TASK INSTRUCTIONS =>
Continue the news article below about Cambrionix's platform for device testing labs, starting right after its final sentence.

QUOTED PASSAGE =>
Cambrionix launches platform for device testing labs

Tue, 19th May 2026
Sofiah Nichole Salivio
SOFIAH NICHOLE SALIVIO News Editor

Cambrionix has launched a full-stack platform for large-scale real-device software testing labs, designed to increase testing throughput and centralise management of connected device fleets.

The launch marks a shift from selling standalone hardware to offering a service-based platform that combines high-density USB hardware, software, remote management and support.

The move comes as software teams face growing pressure to test more code across a wider range of devices. As AI tools speed up development and release cycles, quality assurance teams are being asked to validate software more often while still working within the limits of physical lab space, power and staff time.

Real-device testing remains important in operating system, firmware and app development because emulators and simulators cannot fully reproduce battery behaviour, thermal performance and connectivity conditions. As a result, lab infrastructure is becoming a bigger concern for engineering teams trying to maintain release schedules.

The platform is aimed at organisations running intensive test environments, including in-house device labs and cloud-based device fleets. Cambrionix, whose customers include Google, SpaceX, Snap and Uber, is also increasing its focus on the US market, particularly the San Francisco Bay Area and the wider West Coast.

Infrastructure strain

For lab managers, the challenge is not just the number of devices required, but the difficulty of keeping them connected, charged and available during long testing cycles. Unstable connections, inconsistent charging and the need for manual intervention can interrupt tests, force reruns and raise costs.

Cambrionix said the platform is built to increase output from existing infrastructure rather than requiring customers to add physical capacity. In benchmark testing, users were able to run up to three times as many tests on current infrastructure without adding devices, floor space or power, according to the company.

The system uses a Thunderbolt-enabled architecture that, Cambrionix said, gives each port dedicated bandwidth and stable connectivity under heavy workloads. It also includes power management designed to reduce failures linked to battery issues, alongside remote tools for central control of large device fleets.

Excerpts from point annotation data
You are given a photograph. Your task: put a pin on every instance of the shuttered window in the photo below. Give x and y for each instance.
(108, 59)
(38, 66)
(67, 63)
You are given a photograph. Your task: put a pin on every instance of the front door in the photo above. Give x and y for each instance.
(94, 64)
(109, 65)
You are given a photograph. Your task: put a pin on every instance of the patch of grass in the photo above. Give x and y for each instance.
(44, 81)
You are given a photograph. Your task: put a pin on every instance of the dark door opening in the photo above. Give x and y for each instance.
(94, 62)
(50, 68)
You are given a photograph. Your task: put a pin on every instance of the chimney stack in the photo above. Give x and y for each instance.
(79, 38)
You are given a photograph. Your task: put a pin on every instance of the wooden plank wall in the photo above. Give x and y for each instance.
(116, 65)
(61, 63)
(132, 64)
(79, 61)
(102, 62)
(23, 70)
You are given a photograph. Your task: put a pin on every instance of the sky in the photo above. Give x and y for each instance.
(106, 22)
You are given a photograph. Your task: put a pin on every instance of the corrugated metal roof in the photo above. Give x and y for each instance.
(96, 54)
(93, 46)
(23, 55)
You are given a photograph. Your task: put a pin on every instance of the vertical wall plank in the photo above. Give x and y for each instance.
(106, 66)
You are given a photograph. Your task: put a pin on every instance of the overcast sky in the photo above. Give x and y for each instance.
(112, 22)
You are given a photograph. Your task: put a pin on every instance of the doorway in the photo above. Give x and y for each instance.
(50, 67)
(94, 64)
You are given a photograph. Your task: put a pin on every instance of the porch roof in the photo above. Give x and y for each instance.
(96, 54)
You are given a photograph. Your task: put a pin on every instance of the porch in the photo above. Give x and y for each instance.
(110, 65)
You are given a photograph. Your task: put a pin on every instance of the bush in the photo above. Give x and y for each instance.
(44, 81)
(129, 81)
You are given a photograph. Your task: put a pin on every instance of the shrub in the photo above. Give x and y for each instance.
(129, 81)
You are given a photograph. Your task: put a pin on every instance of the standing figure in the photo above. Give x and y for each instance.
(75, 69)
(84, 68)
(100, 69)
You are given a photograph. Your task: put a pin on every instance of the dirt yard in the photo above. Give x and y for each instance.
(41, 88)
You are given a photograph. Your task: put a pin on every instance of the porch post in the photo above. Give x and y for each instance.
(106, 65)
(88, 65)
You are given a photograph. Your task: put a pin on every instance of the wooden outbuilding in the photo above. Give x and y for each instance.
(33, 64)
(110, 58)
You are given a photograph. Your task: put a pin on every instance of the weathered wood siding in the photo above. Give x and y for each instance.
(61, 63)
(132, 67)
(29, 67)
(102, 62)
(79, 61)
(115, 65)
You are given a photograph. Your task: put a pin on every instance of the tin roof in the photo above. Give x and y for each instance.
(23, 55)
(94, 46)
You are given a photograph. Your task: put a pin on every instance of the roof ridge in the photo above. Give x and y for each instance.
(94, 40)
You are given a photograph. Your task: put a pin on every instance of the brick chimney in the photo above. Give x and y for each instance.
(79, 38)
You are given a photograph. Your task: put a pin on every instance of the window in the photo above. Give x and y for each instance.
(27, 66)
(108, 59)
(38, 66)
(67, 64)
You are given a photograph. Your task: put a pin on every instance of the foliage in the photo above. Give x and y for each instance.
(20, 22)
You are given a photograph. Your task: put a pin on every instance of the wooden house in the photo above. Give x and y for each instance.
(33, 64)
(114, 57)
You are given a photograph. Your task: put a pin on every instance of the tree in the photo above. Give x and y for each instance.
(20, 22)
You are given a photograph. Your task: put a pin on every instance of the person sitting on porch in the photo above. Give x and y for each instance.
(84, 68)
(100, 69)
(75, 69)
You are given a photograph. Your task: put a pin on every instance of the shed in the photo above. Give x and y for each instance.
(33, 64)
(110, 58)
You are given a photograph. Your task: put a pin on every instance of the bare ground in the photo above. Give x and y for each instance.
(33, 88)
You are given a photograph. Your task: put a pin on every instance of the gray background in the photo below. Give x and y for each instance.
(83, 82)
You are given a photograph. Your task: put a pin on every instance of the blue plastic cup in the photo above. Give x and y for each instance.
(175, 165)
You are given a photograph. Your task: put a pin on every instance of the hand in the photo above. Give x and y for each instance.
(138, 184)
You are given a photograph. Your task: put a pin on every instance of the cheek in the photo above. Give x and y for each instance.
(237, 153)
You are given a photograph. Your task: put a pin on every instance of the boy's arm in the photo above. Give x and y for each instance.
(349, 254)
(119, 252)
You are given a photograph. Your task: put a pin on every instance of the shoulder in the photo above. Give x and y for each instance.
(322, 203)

OUTPUT BELOW =>
The centralised model is intended to reduce hands-on work in test labs and improve consistency across environments where devices are often shared between teams. Cambrionix added that the overlap between OS, firmware and application testing is increasing pressure on shared infrastructure, making coordination more important.

The company began in OS-level testing, but has since expanded into large-scale app testing and now supports broader deployment models, including both on-site device labs and cloud-based testing environments.

Andy Jones, Chief Executive of Cambrionix, said software teams are facing a growing infrastructure challenge.

"AI is accelerating how quickly software can be built, but it hasn't changed the need to prove every release works in the real world. That's where the pressure is now building."

"Lab managers are being asked to run more tests, across more devices, without unlimited space, budget or engineering resources. The constraint isn't just development speed, but the infrastructure needed to validate software reliably at scale."

The company argues that testing infrastructure is becoming a bottleneck as development processes accelerate. While software automation has improved, the physical demands of running and maintaining large fleets of connected phones and other devices remain.

Jones said the impact of lab failures can be immediate for engineering teams working to deliver updates.

"If devices disconnect, lose power or require manual intervention, tests fail and engineers lose time. That directly impacts release cycles. We've built our solution to remove those constraints. It allows teams to increase throughput, improve reliability and reduce cost per test, so they can scale real-device testing without scaling their lab."